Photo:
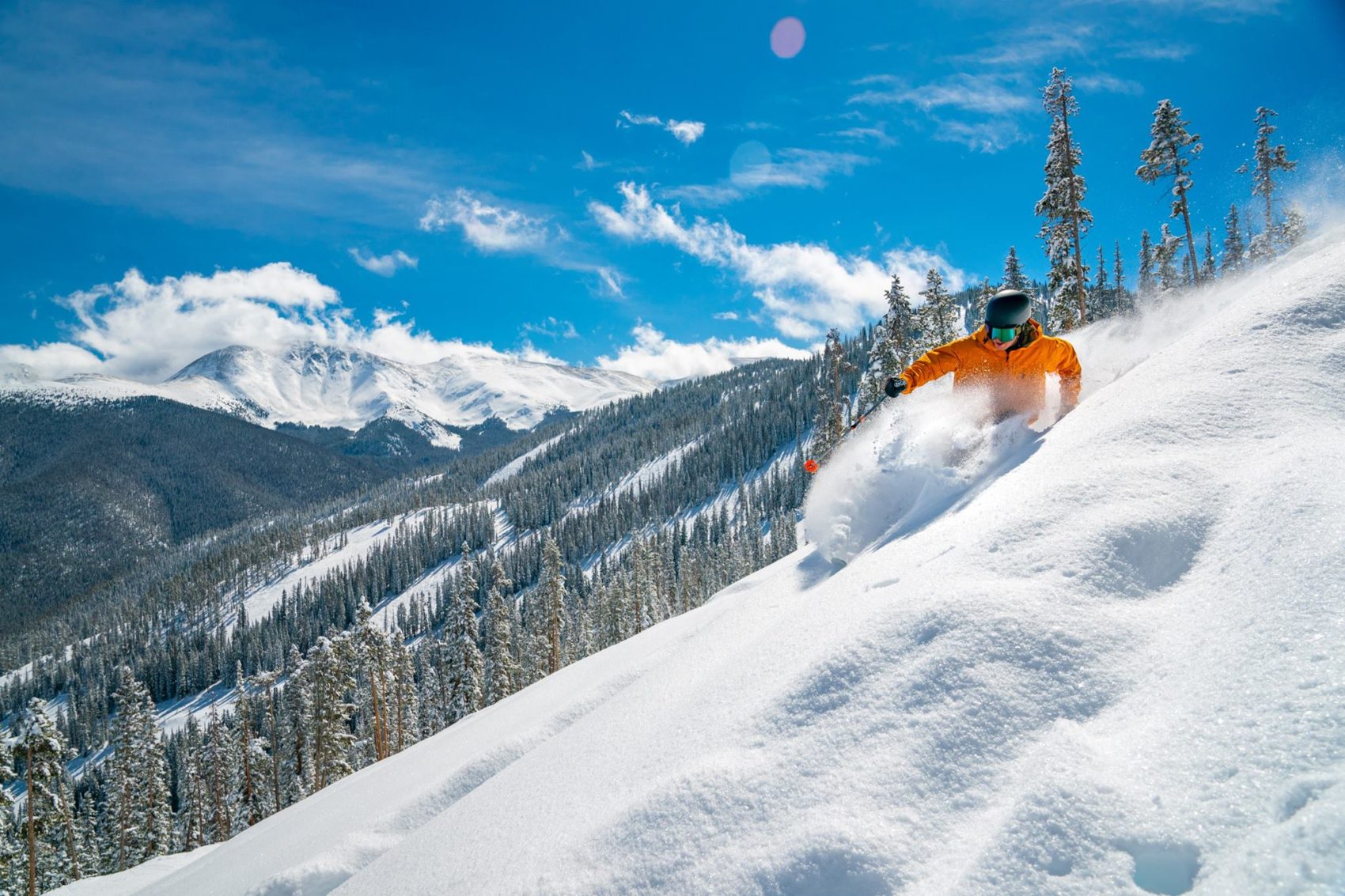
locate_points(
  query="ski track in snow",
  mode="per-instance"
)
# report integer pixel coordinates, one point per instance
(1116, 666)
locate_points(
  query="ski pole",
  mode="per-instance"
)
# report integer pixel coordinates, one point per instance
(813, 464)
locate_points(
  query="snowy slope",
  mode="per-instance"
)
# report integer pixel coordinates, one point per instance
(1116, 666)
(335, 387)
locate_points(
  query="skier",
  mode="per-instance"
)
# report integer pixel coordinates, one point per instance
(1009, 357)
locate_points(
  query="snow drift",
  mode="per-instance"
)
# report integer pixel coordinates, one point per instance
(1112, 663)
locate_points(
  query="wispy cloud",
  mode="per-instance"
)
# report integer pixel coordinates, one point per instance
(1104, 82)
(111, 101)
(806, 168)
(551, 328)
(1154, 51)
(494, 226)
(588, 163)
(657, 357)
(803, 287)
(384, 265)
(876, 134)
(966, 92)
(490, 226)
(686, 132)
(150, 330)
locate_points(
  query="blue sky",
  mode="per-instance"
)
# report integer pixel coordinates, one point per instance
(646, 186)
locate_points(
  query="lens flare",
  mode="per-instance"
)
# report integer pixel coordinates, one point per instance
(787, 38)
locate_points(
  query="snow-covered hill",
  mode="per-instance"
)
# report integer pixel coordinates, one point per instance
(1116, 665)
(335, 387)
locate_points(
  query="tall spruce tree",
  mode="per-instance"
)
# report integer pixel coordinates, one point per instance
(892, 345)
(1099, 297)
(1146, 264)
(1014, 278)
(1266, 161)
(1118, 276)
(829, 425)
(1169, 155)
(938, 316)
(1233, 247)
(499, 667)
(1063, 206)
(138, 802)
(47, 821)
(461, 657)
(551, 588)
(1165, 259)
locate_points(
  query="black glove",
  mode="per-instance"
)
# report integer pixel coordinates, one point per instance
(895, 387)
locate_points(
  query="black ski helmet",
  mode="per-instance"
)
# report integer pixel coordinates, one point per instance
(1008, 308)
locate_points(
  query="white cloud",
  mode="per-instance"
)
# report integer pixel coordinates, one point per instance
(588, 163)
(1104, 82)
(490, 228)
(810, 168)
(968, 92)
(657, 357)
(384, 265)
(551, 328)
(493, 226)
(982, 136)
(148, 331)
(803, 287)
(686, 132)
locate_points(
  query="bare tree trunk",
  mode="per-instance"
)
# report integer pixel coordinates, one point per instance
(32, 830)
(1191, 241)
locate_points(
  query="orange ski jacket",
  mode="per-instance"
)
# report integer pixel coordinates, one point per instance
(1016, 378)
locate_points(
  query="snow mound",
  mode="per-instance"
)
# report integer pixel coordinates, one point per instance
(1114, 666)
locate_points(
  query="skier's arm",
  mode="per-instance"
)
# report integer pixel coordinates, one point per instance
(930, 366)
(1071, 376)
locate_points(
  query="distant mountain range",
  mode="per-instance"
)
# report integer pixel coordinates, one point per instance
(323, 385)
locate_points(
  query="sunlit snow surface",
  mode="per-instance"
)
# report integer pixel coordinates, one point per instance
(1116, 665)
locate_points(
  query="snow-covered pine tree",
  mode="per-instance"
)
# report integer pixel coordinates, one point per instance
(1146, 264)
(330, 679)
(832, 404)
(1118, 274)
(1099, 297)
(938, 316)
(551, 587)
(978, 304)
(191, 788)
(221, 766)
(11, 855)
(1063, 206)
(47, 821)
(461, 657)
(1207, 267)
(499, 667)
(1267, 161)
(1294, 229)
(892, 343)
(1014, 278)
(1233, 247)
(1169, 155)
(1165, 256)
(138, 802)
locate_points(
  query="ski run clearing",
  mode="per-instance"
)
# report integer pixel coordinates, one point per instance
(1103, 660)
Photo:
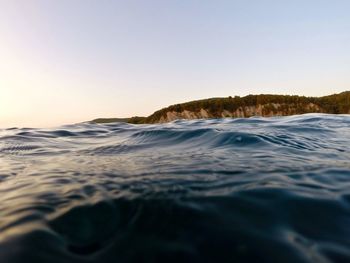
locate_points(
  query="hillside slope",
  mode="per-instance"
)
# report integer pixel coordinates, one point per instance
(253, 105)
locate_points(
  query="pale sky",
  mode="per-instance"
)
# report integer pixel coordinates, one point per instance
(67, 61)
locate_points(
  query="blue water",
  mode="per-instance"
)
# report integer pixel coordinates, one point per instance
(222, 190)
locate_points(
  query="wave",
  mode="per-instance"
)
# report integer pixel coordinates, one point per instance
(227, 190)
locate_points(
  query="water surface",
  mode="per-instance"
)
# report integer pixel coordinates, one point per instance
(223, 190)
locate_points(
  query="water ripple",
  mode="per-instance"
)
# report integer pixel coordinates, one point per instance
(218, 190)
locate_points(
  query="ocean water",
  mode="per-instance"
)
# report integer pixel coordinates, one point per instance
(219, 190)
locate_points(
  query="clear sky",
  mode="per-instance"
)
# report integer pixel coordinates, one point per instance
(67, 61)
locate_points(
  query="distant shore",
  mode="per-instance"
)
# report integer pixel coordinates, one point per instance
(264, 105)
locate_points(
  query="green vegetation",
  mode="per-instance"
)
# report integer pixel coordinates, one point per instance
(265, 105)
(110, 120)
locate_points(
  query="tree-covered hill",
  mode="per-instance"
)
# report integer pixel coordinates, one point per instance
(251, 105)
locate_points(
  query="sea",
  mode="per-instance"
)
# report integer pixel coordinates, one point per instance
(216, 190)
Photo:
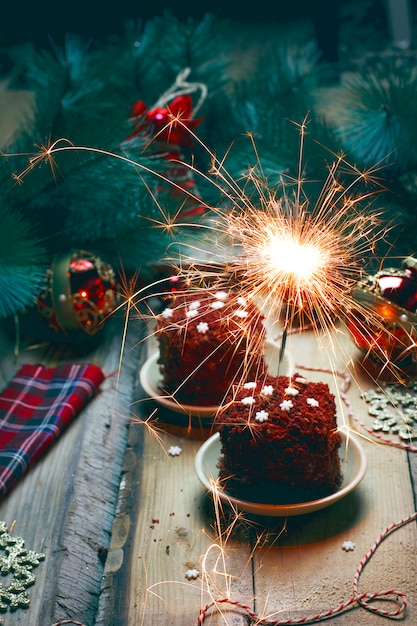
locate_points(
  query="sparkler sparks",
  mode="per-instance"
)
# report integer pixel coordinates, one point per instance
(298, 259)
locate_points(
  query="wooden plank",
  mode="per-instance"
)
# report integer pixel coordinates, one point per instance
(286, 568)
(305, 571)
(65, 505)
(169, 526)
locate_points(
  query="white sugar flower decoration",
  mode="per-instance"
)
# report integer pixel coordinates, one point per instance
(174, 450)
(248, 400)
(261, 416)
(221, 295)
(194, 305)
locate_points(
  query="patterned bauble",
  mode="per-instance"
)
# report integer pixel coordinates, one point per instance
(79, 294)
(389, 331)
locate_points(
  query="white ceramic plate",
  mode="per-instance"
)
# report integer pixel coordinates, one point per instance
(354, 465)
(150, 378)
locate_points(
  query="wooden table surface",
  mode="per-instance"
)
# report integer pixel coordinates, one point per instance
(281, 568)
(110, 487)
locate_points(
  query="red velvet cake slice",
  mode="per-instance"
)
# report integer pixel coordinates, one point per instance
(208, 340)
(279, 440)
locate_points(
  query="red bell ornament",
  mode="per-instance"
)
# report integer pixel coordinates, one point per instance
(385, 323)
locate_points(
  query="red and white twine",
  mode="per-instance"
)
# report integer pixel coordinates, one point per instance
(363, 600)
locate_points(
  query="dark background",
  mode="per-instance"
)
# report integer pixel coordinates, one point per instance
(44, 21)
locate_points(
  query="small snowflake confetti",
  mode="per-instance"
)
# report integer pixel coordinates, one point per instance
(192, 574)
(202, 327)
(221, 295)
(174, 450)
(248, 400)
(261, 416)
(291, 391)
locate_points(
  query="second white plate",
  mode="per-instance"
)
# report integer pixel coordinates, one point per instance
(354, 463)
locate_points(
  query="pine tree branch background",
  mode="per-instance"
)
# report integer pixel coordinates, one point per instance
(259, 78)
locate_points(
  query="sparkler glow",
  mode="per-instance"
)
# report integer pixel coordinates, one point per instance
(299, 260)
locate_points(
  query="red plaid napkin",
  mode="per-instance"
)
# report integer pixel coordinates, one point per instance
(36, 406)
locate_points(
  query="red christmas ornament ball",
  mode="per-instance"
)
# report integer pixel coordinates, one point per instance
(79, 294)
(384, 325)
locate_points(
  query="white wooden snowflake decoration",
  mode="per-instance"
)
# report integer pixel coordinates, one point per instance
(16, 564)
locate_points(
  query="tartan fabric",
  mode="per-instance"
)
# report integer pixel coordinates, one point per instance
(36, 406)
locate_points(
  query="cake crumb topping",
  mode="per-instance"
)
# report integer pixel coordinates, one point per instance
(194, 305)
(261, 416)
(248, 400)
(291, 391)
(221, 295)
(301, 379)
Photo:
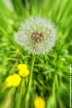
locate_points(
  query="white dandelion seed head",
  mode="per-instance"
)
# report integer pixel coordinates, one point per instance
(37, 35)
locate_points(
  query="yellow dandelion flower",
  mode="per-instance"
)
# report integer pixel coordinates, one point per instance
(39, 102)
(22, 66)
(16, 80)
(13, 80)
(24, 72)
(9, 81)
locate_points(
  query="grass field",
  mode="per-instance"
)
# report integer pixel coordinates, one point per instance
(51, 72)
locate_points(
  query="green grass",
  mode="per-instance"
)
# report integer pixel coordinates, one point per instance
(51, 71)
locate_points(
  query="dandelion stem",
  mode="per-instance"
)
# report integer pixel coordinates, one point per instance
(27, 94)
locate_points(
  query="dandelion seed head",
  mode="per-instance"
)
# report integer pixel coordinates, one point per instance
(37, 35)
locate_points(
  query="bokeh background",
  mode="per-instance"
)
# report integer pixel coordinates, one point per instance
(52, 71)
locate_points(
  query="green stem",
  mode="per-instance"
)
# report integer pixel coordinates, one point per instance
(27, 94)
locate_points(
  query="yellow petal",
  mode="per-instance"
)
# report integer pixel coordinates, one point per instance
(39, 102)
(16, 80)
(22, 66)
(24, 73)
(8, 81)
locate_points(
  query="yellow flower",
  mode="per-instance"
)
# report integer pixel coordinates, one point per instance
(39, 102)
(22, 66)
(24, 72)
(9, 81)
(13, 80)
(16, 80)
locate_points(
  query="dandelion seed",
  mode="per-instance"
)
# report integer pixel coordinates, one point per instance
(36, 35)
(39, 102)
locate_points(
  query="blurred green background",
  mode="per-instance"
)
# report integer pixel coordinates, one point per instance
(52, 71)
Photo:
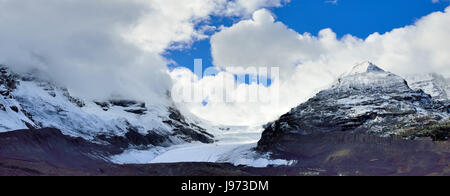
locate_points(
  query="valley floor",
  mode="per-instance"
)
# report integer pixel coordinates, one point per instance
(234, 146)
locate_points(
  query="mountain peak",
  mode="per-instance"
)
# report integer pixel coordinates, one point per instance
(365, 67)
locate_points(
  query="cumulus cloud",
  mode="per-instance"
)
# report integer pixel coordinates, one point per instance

* REQUIREMENT *
Find every line above that contains the word "tree", and return each one.

* SOLVED EXERCISE *
  query="tall spruce tree",
  query="bare tree trunk",
  query="snow-covered pine tree",
  query="tree-covered hill",
  query="pine tree branch background",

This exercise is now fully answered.